— Start of DATA ROWS —

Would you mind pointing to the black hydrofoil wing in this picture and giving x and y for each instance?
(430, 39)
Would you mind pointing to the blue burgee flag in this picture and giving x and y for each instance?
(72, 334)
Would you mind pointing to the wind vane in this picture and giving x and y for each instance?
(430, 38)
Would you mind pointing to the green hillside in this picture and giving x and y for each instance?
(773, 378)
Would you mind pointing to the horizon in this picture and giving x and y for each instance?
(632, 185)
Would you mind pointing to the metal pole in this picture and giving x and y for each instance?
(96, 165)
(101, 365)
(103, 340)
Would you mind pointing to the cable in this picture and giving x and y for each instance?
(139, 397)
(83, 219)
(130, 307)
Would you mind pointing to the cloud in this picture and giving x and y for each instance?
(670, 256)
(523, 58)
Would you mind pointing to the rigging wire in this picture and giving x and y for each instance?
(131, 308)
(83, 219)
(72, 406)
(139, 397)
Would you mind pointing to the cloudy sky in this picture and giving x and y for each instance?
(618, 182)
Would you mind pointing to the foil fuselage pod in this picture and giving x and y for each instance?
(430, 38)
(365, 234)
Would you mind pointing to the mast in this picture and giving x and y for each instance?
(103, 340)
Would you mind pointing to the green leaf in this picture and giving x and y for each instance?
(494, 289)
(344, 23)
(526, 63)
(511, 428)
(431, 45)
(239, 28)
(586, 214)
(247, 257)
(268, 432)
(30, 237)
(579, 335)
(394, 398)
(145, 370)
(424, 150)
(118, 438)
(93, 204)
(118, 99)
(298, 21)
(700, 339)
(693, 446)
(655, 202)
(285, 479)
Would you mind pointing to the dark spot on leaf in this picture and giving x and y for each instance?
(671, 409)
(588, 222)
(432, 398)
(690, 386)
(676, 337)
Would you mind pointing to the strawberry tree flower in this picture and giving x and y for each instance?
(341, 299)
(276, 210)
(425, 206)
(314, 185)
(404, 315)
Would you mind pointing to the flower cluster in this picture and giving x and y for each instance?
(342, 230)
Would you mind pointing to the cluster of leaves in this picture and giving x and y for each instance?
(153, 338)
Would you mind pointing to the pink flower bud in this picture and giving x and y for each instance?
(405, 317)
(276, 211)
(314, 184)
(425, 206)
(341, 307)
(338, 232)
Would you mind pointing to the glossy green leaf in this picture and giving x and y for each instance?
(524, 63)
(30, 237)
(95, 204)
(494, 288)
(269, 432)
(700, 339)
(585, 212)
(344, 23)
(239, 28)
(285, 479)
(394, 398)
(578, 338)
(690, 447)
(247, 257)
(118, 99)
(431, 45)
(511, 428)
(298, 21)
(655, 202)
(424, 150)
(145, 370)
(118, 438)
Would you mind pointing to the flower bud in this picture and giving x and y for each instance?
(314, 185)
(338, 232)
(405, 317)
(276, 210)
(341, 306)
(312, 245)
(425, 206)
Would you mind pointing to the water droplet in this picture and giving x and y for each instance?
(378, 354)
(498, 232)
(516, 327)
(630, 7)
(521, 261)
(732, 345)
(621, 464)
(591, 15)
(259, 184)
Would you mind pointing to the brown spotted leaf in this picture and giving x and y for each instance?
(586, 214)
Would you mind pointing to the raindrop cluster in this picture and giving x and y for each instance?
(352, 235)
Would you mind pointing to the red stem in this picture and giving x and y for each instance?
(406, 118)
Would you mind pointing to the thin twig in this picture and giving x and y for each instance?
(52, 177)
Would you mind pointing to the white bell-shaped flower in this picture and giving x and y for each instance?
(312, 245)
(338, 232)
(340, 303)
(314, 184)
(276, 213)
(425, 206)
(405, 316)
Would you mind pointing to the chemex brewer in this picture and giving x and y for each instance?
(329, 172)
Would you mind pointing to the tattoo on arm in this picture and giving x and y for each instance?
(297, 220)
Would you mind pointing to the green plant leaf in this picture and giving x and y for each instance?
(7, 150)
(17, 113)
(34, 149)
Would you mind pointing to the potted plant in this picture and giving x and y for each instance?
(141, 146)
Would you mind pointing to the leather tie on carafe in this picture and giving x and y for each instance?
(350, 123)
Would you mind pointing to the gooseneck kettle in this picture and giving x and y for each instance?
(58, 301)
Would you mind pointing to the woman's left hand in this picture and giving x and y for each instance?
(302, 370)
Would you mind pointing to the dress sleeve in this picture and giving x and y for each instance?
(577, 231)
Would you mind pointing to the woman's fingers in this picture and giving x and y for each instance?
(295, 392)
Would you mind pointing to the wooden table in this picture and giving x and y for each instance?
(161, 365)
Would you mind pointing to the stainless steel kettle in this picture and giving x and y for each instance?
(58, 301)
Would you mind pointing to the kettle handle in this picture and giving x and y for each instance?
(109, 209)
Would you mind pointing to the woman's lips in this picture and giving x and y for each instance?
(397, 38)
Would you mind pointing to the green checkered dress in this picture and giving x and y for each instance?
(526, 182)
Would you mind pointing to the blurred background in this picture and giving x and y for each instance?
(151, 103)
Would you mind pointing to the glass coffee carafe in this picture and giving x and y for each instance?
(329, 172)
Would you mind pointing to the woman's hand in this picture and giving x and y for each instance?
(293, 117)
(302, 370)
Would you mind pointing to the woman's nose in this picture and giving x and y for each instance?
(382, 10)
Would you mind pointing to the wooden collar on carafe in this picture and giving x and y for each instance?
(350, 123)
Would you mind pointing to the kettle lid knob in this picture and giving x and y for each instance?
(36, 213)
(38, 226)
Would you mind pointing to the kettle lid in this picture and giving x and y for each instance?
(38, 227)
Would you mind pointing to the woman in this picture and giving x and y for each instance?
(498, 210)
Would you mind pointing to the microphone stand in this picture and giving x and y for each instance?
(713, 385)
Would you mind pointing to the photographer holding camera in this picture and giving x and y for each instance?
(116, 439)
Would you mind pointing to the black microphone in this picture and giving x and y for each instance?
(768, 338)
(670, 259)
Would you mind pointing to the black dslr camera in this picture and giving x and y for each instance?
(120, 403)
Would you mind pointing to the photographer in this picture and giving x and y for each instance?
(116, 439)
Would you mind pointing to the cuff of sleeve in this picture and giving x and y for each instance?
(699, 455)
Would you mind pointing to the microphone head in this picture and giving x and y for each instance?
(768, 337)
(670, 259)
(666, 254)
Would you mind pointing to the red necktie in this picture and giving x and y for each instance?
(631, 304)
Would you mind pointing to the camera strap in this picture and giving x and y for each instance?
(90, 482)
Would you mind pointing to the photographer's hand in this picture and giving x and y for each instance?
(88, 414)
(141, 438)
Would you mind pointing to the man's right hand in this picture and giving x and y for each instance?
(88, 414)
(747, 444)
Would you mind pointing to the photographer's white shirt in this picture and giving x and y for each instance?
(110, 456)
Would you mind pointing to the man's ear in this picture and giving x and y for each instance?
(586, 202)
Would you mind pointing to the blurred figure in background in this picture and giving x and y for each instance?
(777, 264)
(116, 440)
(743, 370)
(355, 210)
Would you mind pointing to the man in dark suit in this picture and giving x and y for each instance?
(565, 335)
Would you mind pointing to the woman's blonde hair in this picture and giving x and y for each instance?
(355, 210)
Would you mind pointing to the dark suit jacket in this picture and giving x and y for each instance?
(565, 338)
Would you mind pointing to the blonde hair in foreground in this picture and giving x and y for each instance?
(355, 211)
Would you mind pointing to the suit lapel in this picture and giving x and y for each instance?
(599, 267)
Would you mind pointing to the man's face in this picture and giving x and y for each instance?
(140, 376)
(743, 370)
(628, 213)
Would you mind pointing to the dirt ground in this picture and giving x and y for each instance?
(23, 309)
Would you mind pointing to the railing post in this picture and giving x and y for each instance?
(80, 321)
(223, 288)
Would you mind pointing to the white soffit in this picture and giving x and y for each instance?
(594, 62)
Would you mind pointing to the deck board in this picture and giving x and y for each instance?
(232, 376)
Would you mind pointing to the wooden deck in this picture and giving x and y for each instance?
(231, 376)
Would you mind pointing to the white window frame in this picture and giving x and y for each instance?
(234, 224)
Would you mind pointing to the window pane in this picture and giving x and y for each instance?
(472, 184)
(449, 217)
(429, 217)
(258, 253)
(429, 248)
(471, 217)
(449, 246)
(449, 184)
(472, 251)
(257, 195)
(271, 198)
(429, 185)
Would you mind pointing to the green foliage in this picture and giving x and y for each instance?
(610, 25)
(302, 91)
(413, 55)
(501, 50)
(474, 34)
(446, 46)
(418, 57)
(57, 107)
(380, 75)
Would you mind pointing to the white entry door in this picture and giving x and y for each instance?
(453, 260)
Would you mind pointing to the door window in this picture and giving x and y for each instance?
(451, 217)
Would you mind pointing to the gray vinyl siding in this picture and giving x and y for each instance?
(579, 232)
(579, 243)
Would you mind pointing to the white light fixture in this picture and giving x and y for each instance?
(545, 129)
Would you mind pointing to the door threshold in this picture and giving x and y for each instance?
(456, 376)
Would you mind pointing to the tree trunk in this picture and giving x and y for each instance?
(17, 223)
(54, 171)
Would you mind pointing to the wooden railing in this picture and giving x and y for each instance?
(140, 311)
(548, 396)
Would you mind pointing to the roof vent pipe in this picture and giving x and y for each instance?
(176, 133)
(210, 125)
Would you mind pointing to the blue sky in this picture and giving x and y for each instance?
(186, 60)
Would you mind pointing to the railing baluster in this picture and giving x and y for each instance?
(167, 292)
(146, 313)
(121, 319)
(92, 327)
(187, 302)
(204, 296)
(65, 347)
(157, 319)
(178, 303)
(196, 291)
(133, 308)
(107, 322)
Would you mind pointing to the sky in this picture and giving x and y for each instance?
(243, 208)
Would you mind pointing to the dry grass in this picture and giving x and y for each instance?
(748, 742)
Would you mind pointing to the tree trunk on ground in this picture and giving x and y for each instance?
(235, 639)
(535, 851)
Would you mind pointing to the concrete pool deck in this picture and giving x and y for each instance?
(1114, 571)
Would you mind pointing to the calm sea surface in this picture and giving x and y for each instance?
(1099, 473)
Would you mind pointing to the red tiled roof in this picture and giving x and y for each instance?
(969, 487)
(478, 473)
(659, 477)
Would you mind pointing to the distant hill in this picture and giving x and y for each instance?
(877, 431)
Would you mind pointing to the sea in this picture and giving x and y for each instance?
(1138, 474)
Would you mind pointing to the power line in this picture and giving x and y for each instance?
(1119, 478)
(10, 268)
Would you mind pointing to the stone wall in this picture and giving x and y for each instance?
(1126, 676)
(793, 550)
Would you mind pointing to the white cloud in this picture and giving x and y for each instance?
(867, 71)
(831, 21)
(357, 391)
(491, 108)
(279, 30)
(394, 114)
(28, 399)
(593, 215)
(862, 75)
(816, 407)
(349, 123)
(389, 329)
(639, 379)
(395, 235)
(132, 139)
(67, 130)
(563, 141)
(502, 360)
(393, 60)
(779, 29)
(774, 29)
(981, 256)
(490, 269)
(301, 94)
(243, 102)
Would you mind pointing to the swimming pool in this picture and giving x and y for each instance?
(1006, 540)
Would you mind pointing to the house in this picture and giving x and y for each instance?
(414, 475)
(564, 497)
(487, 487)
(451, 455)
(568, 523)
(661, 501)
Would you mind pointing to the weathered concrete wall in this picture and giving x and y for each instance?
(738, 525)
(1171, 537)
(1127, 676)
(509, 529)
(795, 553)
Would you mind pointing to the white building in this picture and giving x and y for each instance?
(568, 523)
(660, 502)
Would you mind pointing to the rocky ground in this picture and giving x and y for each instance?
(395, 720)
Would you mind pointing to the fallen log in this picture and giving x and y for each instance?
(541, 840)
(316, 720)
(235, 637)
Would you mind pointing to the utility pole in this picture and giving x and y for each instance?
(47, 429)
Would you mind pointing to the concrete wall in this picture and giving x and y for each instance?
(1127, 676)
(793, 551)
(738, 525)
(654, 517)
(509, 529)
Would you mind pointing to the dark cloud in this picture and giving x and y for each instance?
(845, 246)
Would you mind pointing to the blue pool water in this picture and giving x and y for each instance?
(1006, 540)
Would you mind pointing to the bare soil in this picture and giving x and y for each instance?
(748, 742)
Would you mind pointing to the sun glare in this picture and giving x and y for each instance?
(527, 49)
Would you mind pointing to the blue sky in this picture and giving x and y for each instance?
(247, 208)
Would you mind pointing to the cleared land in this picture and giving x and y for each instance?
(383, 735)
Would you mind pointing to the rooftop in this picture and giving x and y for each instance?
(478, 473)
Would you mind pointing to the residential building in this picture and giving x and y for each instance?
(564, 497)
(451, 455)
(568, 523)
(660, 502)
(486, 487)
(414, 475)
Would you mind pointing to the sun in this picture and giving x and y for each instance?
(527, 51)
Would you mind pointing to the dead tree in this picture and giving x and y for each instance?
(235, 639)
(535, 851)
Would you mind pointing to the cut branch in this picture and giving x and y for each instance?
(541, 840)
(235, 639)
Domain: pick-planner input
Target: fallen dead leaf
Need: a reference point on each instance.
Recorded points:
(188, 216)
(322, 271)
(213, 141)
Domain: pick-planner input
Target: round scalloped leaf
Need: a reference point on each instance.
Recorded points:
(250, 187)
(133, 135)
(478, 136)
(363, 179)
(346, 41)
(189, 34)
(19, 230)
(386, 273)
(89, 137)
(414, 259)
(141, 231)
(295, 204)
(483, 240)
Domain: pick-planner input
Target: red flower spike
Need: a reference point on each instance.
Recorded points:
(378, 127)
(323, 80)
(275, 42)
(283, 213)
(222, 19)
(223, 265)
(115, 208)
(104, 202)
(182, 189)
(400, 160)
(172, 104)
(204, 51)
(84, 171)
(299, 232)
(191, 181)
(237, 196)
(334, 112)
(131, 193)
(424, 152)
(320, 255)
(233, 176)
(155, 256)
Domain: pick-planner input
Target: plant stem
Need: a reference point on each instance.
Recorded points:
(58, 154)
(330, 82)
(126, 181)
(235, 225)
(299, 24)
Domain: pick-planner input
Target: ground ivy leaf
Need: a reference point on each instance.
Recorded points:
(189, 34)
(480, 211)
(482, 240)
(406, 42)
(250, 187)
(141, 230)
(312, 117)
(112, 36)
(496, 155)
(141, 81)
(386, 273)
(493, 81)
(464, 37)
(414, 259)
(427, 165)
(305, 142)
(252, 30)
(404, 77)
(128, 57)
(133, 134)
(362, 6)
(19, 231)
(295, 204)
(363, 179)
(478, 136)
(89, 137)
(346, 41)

— End of DATA ROWS —

## PROBLEM:
Which lines in the entries above contain the word "blue"? Copy each one in full.

## SOLUTION TO THE EXERCISE:
Would you mind pointing to the blue burgee flag in this picture and giving x and y for each instance?
Would you mind pointing to the blue sky in this picture and giving x and y for each instance?
Would you mind pointing to the blue pool water in this picture and giving x and y for each instance?
Would you mind pointing to the blue sky in this picture and giving x and y for each instance?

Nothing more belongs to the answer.